╭─ WYBRANY FRAGMENT

Jednak ani miejscowe "Anioły", ani goście z Tarnowa nie stanęli nawet na pasie startowym, a właściwie pod taśmą. Casus tego spotkania jest tylko kolejnym dowodem na to, iż w pomysłach na absurdy z władzami polskiego żużla przygrywa sam Stanisław Bareja.
Mowa oczywiście o spóźnieniu Grega Hancocka, który tym razem nie miał powodów do uśmiechu, jednak zęby pokazywał. Może na tym etapie za wcześnie na morał, lecz nie wiadomo kogo winić za zaistniałą sytuację. Hancocka za to, że się spóźnił, bo przed tak ważnym meczem nie pomyślał, by wcześniej opracować plan B? Przepisy, które z każdym rokiem przestają być przepisami, a stają się tekstem nekrologu polskiego żużla? Czy może gospodarzy? Tak, gospodarzy, bo pewnie rozgoryczeni tarnowianie w swoich wypowiedziach dojdą do wniosku, że to stojące auta są winne opóźnienia przyjazdu ich lidera. Z drugiej strony można też skupić się na opiekunie "Jaskółek". Marek Cieślak od wielu lat znany jest z kombinatorstwa i sprytnego wykorzystywania przepisów na swoją korzyść. Pamiętacie taki mecz, gdy Hancock defektował, dotykał taśmy jak gdyby nigdy nic? Zupełnie przypadkowo okazało się, że dzięki temu "Narodowy" będzie mógł zastosować zastępstwo zawodnika za kontuzjowanego Rafał Dobrucki w lubuskich derbach. "Woził wilk razy kilka, powieźli i wilka"... Swoją drogą coś tandem Cieślak - Hancock ma pecha do spóźnień. Fanom wrocławskiej Sparty chyba nie trzeba przypominać finału Drużynowych Mistrzostw Polski, gdy ich drużyna walczyła o tytuł w... Tarnowie. Wtedy wrocławianie podziękowali Hancockowi za współpracę po tym jak nie stawił się na mecz.

╰─
╭─ DANE DO PRZETWORZENIA

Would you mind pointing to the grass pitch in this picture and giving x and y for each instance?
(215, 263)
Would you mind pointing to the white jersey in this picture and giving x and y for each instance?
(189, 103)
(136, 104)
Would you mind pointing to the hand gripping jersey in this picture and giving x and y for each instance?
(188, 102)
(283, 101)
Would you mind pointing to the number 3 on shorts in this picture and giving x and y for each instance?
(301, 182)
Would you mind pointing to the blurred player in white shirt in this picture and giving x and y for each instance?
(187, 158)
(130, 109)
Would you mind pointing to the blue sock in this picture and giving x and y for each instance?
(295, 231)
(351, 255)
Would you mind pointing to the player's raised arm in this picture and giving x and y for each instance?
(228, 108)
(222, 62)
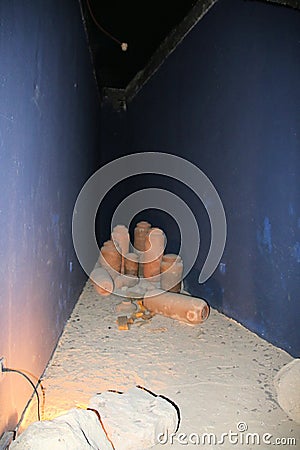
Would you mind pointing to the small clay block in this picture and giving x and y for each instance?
(122, 322)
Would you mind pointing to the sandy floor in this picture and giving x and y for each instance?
(218, 373)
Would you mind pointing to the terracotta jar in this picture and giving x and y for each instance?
(120, 235)
(140, 232)
(152, 257)
(177, 306)
(111, 259)
(171, 273)
(102, 281)
(131, 264)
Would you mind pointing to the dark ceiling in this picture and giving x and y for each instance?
(141, 24)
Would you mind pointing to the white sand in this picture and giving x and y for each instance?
(218, 373)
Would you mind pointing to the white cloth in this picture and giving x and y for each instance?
(78, 429)
(134, 420)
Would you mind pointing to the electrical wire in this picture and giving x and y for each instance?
(124, 45)
(7, 369)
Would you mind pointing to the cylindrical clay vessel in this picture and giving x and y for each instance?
(140, 233)
(120, 236)
(110, 259)
(154, 249)
(171, 273)
(131, 264)
(177, 306)
(102, 281)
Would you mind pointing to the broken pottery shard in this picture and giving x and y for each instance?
(134, 419)
(287, 384)
(125, 280)
(78, 429)
(177, 306)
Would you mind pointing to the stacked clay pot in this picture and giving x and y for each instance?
(171, 272)
(111, 259)
(140, 233)
(120, 236)
(152, 257)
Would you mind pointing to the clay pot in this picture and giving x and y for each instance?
(152, 257)
(140, 232)
(102, 281)
(125, 280)
(188, 309)
(131, 264)
(120, 236)
(171, 273)
(111, 259)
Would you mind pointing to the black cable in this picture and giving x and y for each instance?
(123, 44)
(6, 369)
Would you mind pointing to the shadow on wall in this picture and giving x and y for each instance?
(49, 113)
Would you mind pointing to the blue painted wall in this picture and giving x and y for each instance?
(228, 100)
(49, 122)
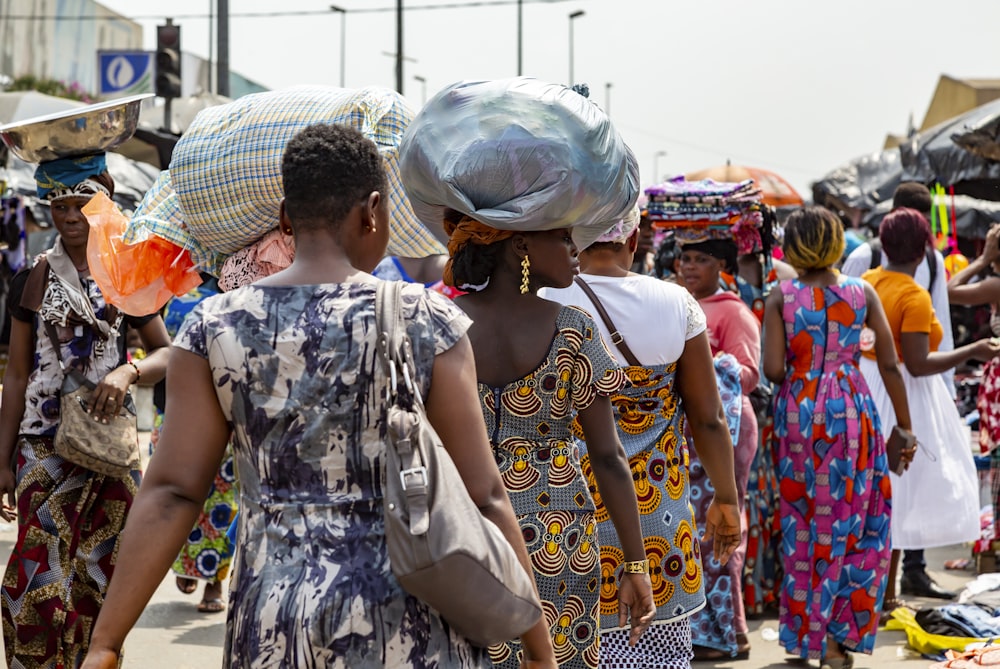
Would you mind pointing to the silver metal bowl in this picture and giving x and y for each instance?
(74, 132)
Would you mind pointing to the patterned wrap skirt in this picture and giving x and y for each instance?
(69, 520)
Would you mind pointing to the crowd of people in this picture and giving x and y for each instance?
(562, 356)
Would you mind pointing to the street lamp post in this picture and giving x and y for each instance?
(656, 165)
(423, 88)
(573, 15)
(343, 39)
(520, 44)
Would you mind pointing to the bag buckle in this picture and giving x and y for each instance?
(415, 471)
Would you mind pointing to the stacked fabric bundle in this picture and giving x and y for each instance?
(701, 210)
(221, 195)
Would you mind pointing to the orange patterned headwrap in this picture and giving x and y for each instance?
(469, 231)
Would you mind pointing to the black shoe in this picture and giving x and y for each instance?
(919, 584)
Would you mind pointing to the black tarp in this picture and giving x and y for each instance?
(943, 154)
(862, 183)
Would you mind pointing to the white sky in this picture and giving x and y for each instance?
(796, 86)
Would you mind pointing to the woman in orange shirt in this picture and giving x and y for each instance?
(943, 464)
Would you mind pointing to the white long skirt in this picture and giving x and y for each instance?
(936, 501)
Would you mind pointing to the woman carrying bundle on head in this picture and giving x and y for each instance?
(832, 463)
(289, 365)
(665, 344)
(69, 518)
(540, 366)
(720, 629)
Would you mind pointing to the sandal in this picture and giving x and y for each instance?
(211, 606)
(186, 585)
(888, 606)
(846, 662)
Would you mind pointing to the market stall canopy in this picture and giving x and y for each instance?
(774, 189)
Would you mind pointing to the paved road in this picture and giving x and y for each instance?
(172, 634)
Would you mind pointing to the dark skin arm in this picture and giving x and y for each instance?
(107, 398)
(921, 361)
(614, 481)
(712, 443)
(15, 383)
(173, 492)
(453, 409)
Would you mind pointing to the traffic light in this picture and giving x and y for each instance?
(168, 61)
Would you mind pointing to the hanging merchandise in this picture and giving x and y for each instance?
(701, 210)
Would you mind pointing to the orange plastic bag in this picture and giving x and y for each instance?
(137, 278)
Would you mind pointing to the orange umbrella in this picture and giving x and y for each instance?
(775, 191)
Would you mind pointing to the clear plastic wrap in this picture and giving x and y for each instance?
(137, 278)
(518, 154)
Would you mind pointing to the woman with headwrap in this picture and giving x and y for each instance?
(664, 330)
(720, 629)
(832, 464)
(517, 169)
(69, 518)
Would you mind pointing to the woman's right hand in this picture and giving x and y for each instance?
(991, 251)
(8, 503)
(102, 658)
(986, 349)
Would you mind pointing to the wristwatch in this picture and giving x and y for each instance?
(636, 567)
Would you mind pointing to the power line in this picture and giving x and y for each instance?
(270, 15)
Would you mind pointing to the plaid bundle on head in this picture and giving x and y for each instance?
(224, 188)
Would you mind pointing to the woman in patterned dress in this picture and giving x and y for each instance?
(665, 330)
(832, 464)
(534, 380)
(68, 518)
(720, 629)
(288, 363)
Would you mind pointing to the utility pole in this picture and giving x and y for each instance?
(222, 73)
(399, 46)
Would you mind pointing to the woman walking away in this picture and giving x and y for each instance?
(832, 464)
(68, 518)
(664, 329)
(943, 463)
(289, 363)
(720, 629)
(540, 366)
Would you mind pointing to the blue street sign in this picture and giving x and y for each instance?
(125, 72)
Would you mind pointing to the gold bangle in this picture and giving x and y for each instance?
(636, 567)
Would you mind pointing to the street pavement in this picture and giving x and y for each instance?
(172, 634)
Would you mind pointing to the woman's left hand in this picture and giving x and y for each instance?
(723, 527)
(109, 395)
(635, 604)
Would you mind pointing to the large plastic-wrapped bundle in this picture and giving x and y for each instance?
(224, 185)
(518, 154)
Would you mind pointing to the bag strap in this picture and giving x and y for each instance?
(616, 337)
(876, 246)
(395, 352)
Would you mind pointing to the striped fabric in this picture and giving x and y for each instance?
(223, 188)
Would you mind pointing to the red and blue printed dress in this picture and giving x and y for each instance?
(833, 475)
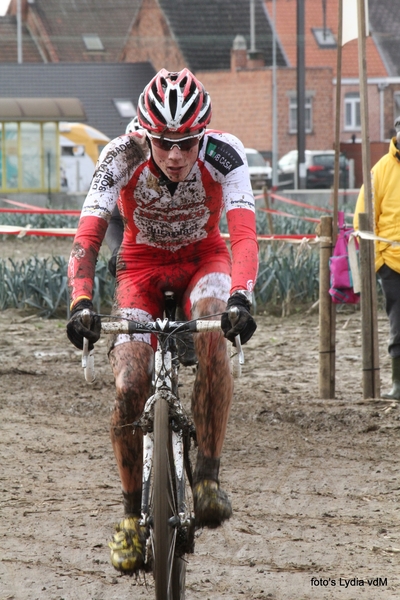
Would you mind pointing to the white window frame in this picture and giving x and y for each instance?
(293, 114)
(352, 112)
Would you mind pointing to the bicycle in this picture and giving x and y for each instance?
(168, 433)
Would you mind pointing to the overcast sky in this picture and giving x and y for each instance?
(3, 7)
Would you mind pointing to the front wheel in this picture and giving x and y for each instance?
(169, 566)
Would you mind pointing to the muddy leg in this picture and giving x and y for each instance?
(132, 365)
(212, 393)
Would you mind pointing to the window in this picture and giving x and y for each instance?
(352, 115)
(125, 108)
(396, 101)
(30, 147)
(92, 42)
(293, 115)
(29, 156)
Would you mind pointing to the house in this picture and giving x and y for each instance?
(37, 97)
(233, 59)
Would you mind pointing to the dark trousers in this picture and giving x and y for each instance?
(391, 290)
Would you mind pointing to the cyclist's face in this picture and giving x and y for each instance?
(175, 163)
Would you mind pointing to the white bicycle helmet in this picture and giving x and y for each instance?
(133, 125)
(175, 102)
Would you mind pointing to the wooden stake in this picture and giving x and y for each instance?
(369, 329)
(327, 315)
(267, 205)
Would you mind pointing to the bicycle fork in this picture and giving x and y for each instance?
(163, 386)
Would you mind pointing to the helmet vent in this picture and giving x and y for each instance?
(173, 102)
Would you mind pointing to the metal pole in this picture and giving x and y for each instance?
(19, 32)
(274, 102)
(371, 379)
(252, 27)
(301, 166)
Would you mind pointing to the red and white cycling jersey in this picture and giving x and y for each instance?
(166, 224)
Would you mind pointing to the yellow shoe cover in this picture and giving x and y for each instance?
(128, 546)
(211, 504)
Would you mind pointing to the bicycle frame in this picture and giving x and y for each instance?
(165, 512)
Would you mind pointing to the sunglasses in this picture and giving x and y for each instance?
(183, 144)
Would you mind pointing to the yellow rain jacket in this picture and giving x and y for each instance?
(385, 183)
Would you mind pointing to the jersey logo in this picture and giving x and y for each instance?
(222, 156)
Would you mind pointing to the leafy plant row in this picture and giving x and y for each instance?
(41, 284)
(287, 277)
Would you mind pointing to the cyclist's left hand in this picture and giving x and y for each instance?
(244, 326)
(76, 330)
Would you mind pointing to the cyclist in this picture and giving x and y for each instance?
(171, 179)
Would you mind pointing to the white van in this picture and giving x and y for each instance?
(80, 146)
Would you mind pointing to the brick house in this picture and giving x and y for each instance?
(237, 71)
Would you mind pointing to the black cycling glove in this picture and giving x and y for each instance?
(76, 330)
(112, 263)
(245, 325)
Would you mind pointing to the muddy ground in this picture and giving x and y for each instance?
(314, 483)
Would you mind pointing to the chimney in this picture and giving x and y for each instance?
(255, 59)
(13, 8)
(239, 53)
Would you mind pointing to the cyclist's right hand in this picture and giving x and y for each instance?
(112, 263)
(76, 330)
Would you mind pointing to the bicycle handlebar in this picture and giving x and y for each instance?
(158, 326)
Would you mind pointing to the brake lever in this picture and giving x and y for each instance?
(87, 356)
(233, 315)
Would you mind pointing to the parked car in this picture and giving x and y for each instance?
(320, 168)
(260, 170)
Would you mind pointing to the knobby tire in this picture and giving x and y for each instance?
(169, 570)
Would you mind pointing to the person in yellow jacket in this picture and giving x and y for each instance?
(385, 182)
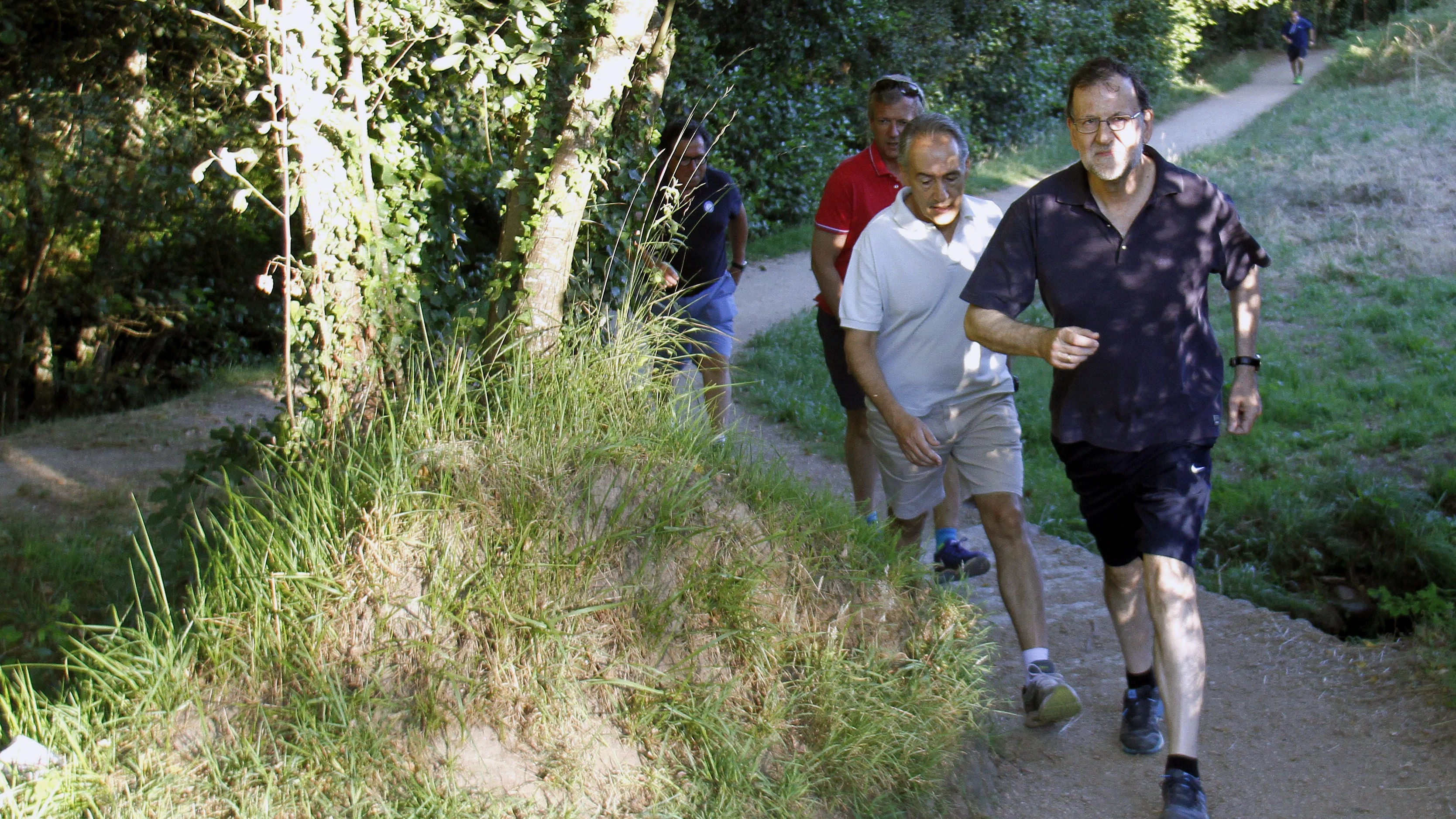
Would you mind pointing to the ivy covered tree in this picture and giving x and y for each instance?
(189, 184)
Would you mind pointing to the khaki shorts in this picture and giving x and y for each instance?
(980, 437)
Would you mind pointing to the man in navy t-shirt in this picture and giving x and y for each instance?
(708, 212)
(1299, 35)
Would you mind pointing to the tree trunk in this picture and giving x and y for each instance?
(576, 166)
(337, 293)
(641, 101)
(44, 402)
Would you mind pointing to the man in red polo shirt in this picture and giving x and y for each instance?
(859, 188)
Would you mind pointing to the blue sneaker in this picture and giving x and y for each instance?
(954, 562)
(1183, 796)
(1142, 713)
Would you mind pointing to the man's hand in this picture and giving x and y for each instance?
(915, 439)
(1244, 402)
(1068, 347)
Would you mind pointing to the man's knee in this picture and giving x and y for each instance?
(1170, 579)
(1001, 514)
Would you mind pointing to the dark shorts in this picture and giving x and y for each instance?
(1147, 502)
(846, 386)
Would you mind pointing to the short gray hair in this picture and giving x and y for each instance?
(934, 126)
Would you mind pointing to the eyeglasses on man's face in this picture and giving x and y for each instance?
(1116, 123)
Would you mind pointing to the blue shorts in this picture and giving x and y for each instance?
(711, 313)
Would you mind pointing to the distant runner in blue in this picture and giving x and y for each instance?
(1299, 35)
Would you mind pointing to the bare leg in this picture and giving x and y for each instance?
(1123, 591)
(859, 457)
(948, 513)
(909, 530)
(1017, 571)
(1173, 598)
(717, 393)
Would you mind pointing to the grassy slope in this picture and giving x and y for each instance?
(551, 549)
(1052, 152)
(1342, 482)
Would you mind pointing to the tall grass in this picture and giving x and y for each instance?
(548, 549)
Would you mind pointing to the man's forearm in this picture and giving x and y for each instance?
(864, 364)
(999, 332)
(824, 249)
(739, 236)
(1245, 300)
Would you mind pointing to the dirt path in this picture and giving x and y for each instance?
(1296, 725)
(79, 469)
(772, 290)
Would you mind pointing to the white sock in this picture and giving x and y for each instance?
(1033, 655)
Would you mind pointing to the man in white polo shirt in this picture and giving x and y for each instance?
(940, 396)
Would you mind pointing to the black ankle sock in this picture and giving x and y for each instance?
(1186, 764)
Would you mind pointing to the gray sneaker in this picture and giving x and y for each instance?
(1047, 697)
(1183, 798)
(1142, 720)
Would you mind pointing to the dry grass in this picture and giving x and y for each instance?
(546, 571)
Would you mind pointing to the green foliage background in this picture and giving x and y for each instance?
(124, 280)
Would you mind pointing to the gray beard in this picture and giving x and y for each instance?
(1132, 168)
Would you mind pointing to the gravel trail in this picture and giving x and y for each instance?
(1296, 723)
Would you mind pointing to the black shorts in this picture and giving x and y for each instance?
(1147, 502)
(846, 386)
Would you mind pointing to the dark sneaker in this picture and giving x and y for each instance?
(1183, 796)
(954, 562)
(1047, 697)
(1142, 720)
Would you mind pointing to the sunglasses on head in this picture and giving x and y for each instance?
(899, 82)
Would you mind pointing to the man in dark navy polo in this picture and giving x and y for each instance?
(710, 213)
(1299, 35)
(1123, 245)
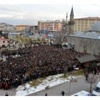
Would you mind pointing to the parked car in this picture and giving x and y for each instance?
(96, 90)
(82, 93)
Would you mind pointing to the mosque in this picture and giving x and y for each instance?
(87, 42)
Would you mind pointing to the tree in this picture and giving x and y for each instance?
(92, 80)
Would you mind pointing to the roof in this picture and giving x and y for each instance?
(87, 58)
(89, 18)
(2, 38)
(22, 25)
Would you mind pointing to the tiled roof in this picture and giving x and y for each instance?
(89, 18)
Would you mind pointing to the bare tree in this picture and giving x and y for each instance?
(92, 80)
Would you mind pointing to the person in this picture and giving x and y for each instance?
(46, 94)
(63, 93)
(6, 94)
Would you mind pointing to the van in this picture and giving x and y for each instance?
(96, 90)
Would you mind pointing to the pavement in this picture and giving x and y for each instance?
(69, 88)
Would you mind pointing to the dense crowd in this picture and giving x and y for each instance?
(35, 62)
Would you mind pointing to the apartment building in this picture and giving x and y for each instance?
(3, 42)
(85, 24)
(21, 27)
(6, 27)
(50, 26)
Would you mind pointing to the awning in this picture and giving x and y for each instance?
(87, 58)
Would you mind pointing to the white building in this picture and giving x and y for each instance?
(3, 42)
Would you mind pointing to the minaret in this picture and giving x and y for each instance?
(71, 22)
(66, 17)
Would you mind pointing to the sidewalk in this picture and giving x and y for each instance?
(69, 88)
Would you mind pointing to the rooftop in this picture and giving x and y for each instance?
(89, 18)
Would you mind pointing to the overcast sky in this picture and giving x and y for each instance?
(29, 12)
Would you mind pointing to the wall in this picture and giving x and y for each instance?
(91, 46)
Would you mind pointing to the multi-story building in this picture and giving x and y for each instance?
(85, 24)
(50, 26)
(3, 42)
(6, 27)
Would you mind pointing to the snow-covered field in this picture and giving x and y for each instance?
(48, 82)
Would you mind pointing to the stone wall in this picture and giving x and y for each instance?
(91, 46)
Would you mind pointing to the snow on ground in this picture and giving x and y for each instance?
(48, 82)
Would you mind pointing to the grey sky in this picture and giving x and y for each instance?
(31, 13)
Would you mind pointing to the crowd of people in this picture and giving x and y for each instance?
(33, 63)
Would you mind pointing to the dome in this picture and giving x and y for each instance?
(96, 26)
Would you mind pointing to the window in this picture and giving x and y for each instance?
(3, 41)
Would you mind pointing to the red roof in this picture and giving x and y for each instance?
(22, 25)
(89, 18)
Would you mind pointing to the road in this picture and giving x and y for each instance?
(69, 88)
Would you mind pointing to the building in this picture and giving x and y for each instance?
(68, 26)
(3, 42)
(6, 27)
(49, 26)
(71, 22)
(86, 42)
(84, 24)
(21, 27)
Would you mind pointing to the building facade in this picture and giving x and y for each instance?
(6, 27)
(50, 26)
(3, 42)
(84, 24)
(21, 27)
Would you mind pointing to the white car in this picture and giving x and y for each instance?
(96, 90)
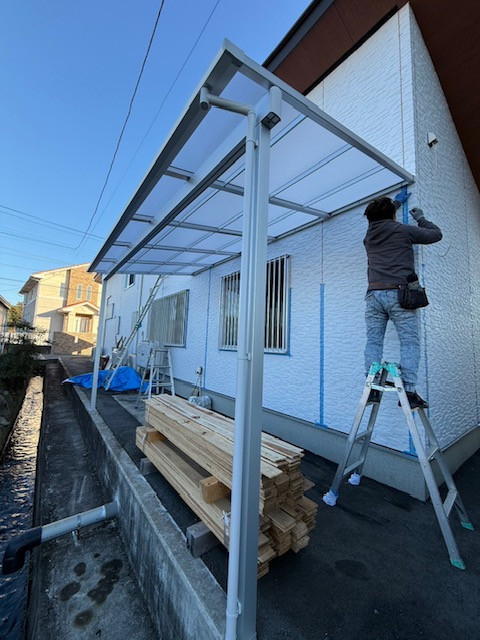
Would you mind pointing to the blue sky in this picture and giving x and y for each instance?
(67, 73)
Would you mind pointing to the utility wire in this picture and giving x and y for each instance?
(14, 252)
(17, 213)
(125, 122)
(34, 240)
(161, 107)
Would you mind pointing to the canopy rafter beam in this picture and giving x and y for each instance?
(183, 174)
(218, 252)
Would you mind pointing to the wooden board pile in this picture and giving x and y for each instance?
(193, 449)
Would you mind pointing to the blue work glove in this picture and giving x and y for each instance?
(416, 213)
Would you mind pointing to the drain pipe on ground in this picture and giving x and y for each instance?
(14, 556)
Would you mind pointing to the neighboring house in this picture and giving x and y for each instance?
(4, 308)
(62, 304)
(389, 76)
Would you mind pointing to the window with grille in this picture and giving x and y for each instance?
(276, 307)
(129, 280)
(168, 319)
(83, 324)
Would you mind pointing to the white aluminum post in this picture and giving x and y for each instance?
(242, 576)
(99, 346)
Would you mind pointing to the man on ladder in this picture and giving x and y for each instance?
(389, 246)
(391, 264)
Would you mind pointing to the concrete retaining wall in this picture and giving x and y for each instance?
(184, 600)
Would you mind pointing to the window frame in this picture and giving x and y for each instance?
(153, 335)
(282, 309)
(129, 276)
(79, 319)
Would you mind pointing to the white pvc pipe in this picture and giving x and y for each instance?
(98, 346)
(244, 328)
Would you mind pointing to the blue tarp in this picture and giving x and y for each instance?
(126, 379)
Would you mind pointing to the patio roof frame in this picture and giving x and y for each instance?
(229, 61)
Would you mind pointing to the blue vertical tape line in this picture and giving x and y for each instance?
(206, 330)
(402, 197)
(322, 356)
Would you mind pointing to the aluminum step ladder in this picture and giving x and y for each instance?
(377, 379)
(160, 375)
(122, 352)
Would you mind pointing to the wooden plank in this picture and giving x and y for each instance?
(212, 489)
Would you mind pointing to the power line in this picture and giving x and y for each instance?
(125, 122)
(31, 239)
(161, 107)
(48, 286)
(29, 255)
(22, 214)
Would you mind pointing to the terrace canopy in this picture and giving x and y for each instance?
(250, 161)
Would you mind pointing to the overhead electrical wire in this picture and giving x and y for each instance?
(124, 123)
(17, 213)
(32, 239)
(160, 108)
(14, 252)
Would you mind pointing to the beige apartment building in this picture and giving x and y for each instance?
(62, 304)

╰─

ZESTAW ZADAŃ:
A - Pokaż każdą linię wpisów, w której występuje słowo „sneaker”. Wielkość liter ma znaczenie.
B - Wznów tekst o żużlu, dopisując ciąg dalszy po jego ostatnim zdaniu.

WYNIKI PO KOLEI:
A -
Would you mind pointing to the blue sneaker in this picture and giving x and y for each instance?
Would you mind pointing to the gray sneaker in this picture and giving x and y for each instance?
Would you mind pointing to the dark sneaker in this picture and giving x and y for each instance?

B -
Dokąd to wszystko w ogóle zmierza? To już robi się chore, niesmaczne, a może i żałosne. Ekstraligowe przepisy są już głupsze niż regulamin maturalny. Przypominają kręty rurociąg niedouczonego hydraulika, który mógł zamiast masy kolanek mógł poprowadzić prostą rurę. W tych zawiłościach gubią się już sami trenerzy i menadżerowie, a co dopiero zawodnicy czy zwykły kibic, który chyba ma prawo obejrzeć półfinał ligi. Co roku inne zasady, nowe udziwnienia. To, co według władz miało być koniecznością po dwóch latach uważane jest za porażkę. Ci, którzy optowali za wprowadzeniem jakiegoś gniota później płaczą, że trzeba go wywalić. Czy Wam chodzi o to, by kibice w długie zimowe wieczory mieli co czytać? Jeśli tak, to wydajcie jakąś ciekawą książkę o żużlu, a nie dokładacie kolejne rewelacje, które nie są czytelne nawet po dziesiątym przeczytaniu. W Szwecji, Wielkiej Brytanii czy na arenie międzynarodowej zmiany są sporadyczne i mało radykalne. W Polsce co roku można zgłupieć, bo zmienia się wszystko. Zaczęło się od kombinowania z formułą play-offów, potem doszły te KSM-y ZZetki i cała reszta.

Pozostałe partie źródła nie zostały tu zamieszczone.